▸ Goal of the exercise
Pull out each line below that contains the string "negative". Letter case matters.

Exercise data section start

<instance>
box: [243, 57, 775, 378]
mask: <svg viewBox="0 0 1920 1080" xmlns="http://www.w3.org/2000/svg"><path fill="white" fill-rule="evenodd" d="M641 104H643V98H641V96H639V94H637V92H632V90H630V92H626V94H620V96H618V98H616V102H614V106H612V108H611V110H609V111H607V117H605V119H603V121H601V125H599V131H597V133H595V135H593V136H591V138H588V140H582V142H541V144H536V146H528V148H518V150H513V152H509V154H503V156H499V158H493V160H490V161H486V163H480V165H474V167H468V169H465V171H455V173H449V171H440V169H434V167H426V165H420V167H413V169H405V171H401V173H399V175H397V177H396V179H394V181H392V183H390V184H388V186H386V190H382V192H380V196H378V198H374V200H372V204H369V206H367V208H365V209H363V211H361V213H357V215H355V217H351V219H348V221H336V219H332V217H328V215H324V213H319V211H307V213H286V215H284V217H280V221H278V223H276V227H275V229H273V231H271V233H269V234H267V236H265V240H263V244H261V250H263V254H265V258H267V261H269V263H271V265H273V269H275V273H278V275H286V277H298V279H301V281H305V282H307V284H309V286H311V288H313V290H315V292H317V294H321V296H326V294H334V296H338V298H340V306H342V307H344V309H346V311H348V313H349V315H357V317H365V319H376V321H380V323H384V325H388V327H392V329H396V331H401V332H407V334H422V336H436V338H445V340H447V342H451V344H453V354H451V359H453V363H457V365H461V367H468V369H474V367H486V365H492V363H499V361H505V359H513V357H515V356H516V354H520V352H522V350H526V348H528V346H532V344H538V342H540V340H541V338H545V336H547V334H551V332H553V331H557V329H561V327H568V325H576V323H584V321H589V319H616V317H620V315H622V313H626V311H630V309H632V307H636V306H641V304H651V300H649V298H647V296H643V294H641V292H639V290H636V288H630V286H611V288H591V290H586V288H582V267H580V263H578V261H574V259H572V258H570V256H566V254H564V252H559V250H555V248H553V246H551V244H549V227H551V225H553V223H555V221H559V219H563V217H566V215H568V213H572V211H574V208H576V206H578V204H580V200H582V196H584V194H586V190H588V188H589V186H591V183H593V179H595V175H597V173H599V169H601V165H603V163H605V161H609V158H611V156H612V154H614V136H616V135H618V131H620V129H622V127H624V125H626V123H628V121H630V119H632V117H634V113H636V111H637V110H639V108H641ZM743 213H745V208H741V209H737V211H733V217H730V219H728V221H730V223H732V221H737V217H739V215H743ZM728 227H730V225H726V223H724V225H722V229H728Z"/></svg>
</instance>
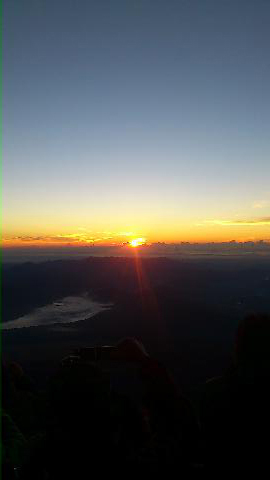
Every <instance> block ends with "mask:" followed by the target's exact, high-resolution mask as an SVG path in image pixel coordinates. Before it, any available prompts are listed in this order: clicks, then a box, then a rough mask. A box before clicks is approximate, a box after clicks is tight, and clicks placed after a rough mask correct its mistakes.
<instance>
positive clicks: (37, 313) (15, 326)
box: [2, 294, 112, 330]
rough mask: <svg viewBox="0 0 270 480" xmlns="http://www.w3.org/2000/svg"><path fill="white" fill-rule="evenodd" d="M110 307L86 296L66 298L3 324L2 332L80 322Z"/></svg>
mask: <svg viewBox="0 0 270 480" xmlns="http://www.w3.org/2000/svg"><path fill="white" fill-rule="evenodd" d="M110 307H112V304H108V303H107V304H106V303H99V302H96V301H93V300H91V298H90V297H89V296H88V295H86V294H83V295H80V296H74V297H73V296H70V297H65V298H61V299H59V300H58V301H57V302H53V303H51V304H48V305H45V306H44V307H39V308H36V309H34V310H32V312H30V313H28V314H27V315H23V316H22V317H19V318H16V319H15V320H11V321H10V322H6V323H4V324H2V330H11V329H14V328H25V327H37V326H47V325H51V324H58V323H74V322H79V321H80V320H86V319H87V318H90V317H93V316H94V315H96V314H97V313H99V312H100V311H102V310H104V309H105V308H110Z"/></svg>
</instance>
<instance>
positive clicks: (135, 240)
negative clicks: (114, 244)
mask: <svg viewBox="0 0 270 480" xmlns="http://www.w3.org/2000/svg"><path fill="white" fill-rule="evenodd" d="M145 242H146V239H145V238H134V239H133V240H131V241H130V242H129V245H130V246H131V247H133V248H135V247H139V246H140V245H144V244H145Z"/></svg>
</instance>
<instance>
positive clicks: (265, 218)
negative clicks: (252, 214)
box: [204, 217, 270, 227]
mask: <svg viewBox="0 0 270 480" xmlns="http://www.w3.org/2000/svg"><path fill="white" fill-rule="evenodd" d="M205 224H210V225H221V226H225V227H231V226H238V227H240V226H246V227H247V226H249V227H256V226H260V225H264V226H267V225H269V226H270V217H263V218H253V219H250V220H248V219H246V220H243V219H242V220H240V219H239V220H205V222H204V225H205Z"/></svg>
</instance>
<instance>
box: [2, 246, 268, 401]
mask: <svg viewBox="0 0 270 480" xmlns="http://www.w3.org/2000/svg"><path fill="white" fill-rule="evenodd" d="M2 292H3V293H2V294H3V318H2V321H3V323H5V322H9V321H13V320H14V319H16V318H18V317H21V316H24V315H26V314H29V313H31V312H33V311H34V310H35V309H38V308H40V307H44V306H46V305H48V304H51V303H52V302H58V301H61V299H63V298H65V297H68V296H80V295H82V294H84V295H85V292H87V294H88V295H89V298H90V299H91V300H93V301H95V302H99V303H101V304H102V303H109V304H112V306H111V308H107V309H103V310H101V311H100V312H99V313H97V314H95V315H94V316H92V317H91V318H86V319H84V320H80V321H76V322H74V323H54V324H48V325H45V324H44V326H35V327H28V328H17V329H10V330H3V331H2V344H3V359H4V361H7V362H9V361H15V362H18V363H19V364H20V365H21V366H22V367H23V368H24V370H25V372H26V373H27V374H29V375H30V376H31V377H33V378H34V379H35V381H36V382H38V383H40V384H42V383H43V382H44V381H46V379H47V378H48V377H49V376H50V375H51V374H53V372H54V371H55V370H56V369H57V368H58V366H59V364H60V361H61V359H62V358H63V357H64V356H66V355H68V354H70V353H72V351H73V349H75V348H78V347H86V346H94V345H105V344H114V343H116V342H118V341H119V340H120V339H122V338H123V337H136V338H138V339H139V340H140V341H142V342H143V344H144V345H145V347H146V349H147V350H148V352H149V353H150V355H151V356H153V357H155V358H157V359H158V360H160V361H161V362H163V364H165V365H166V366H167V367H168V368H169V369H170V370H171V371H172V373H173V374H174V375H175V377H176V378H177V380H178V382H179V384H180V386H181V387H182V389H183V391H184V392H188V393H190V392H192V391H194V390H195V389H196V388H197V386H198V385H200V384H201V383H203V382H205V381H206V380H207V379H208V378H211V377H213V376H216V375H220V374H222V372H223V371H224V370H225V369H226V368H227V367H229V365H230V362H231V359H232V352H233V341H234V336H235V332H236V329H237V325H238V322H239V320H241V319H242V318H243V317H244V316H245V315H247V314H249V313H253V312H265V313H270V257H268V256H263V257H260V256H256V257H254V256H252V257H246V256H244V257H235V258H233V257H229V258H228V257H227V258H221V257H215V256H211V257H210V258H209V257H207V258H196V259H194V258H192V259H190V258H184V259H183V258H182V259H174V258H166V257H157V258H139V257H138V256H136V255H135V256H134V257H132V258H125V257H121V258H120V257H89V258H83V259H73V260H72V259H68V260H67V259H66V260H55V261H46V262H41V263H34V262H27V263H22V264H17V265H15V264H6V265H5V264H4V265H3V290H2Z"/></svg>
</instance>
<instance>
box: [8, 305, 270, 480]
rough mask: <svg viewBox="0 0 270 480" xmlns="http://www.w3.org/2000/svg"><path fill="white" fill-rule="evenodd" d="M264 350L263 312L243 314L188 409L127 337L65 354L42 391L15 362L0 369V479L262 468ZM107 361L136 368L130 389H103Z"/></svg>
mask: <svg viewBox="0 0 270 480" xmlns="http://www.w3.org/2000/svg"><path fill="white" fill-rule="evenodd" d="M269 346H270V316H269V315H262V314H260V315H259V314H256V315H251V316H248V317H246V318H245V319H243V321H241V322H240V324H239V327H238V331H237V335H236V339H235V345H234V351H233V356H232V362H231V365H228V368H227V370H226V372H224V374H223V375H222V376H221V377H218V378H214V379H210V380H209V381H207V382H206V384H205V385H204V386H203V388H202V389H200V395H199V396H198V401H197V402H196V405H195V406H194V405H192V404H191V402H190V401H189V400H188V399H187V398H185V397H184V396H183V395H182V393H181V390H180V389H179V387H178V385H177V384H176V382H175V381H174V379H173V378H172V376H171V375H170V373H169V372H168V371H167V369H166V368H165V367H164V366H163V365H161V364H160V363H159V362H158V361H157V360H155V359H153V358H151V356H150V355H148V353H147V352H146V351H145V349H144V347H143V345H142V344H141V343H140V342H138V341H137V340H135V339H132V338H127V339H124V340H121V341H120V342H119V343H118V344H117V345H116V346H115V347H113V348H109V349H107V350H106V349H104V348H103V349H102V348H99V349H89V351H88V352H87V351H86V350H82V351H77V352H75V353H74V354H73V355H72V356H70V357H68V358H66V359H64V361H62V363H61V365H60V367H59V371H58V372H57V374H56V375H55V376H54V377H53V378H52V379H51V381H50V382H49V384H48V385H47V387H46V388H45V389H43V390H42V391H41V390H40V389H39V388H37V387H36V386H35V385H34V383H33V382H32V381H31V380H30V379H29V378H28V377H27V375H25V374H24V372H23V370H22V368H21V367H20V366H19V365H18V364H15V363H14V364H8V365H3V367H2V387H3V395H2V407H3V412H2V472H3V479H7V480H12V479H30V480H31V479H48V480H50V479H54V478H58V479H59V478H90V476H91V475H92V474H94V473H95V472H97V471H98V472H99V473H101V474H104V473H110V474H112V473H113V472H116V473H117V474H119V473H123V474H126V473H127V472H130V471H131V470H130V468H132V472H139V473H145V472H150V473H155V474H158V473H160V472H165V473H168V472H170V471H171V472H176V474H179V475H181V474H183V473H186V474H187V473H191V472H193V471H195V472H196V473H197V474H203V473H208V474H212V473H213V474H214V475H221V474H223V473H224V472H227V473H232V472H240V473H241V474H244V473H245V474H247V473H248V472H251V471H255V472H258V471H259V470H263V469H264V470H266V469H268V468H269V467H268V447H269V443H268V433H269V431H270V430H269V427H270V414H269V412H270V410H269V405H270V403H269V400H270V395H269V385H270V348H269ZM102 352H106V359H105V360H106V362H107V368H105V367H104V365H105V363H106V362H105V363H104V361H103V362H99V361H97V360H98V358H97V357H98V356H99V357H100V356H101V355H102ZM103 355H105V354H103ZM103 360H104V358H103ZM213 361H214V359H213ZM110 364H111V365H113V364H114V365H116V364H117V365H121V366H123V365H129V366H130V365H132V366H133V367H134V366H136V374H137V376H138V385H139V386H140V392H139V393H140V395H138V396H136V395H128V394H127V393H123V391H120V390H119V389H117V388H115V387H114V386H113V385H112V379H111V375H110V369H109V367H108V365H110ZM133 367H132V368H133ZM134 368H135V367H134ZM127 371H128V372H129V371H132V370H131V369H128V368H127Z"/></svg>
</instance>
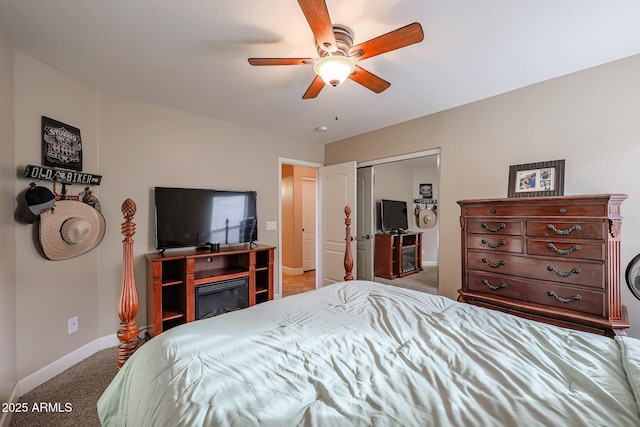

Exercise data section end

▸ Exercise response
negative clicks: (114, 244)
negative clicks: (252, 214)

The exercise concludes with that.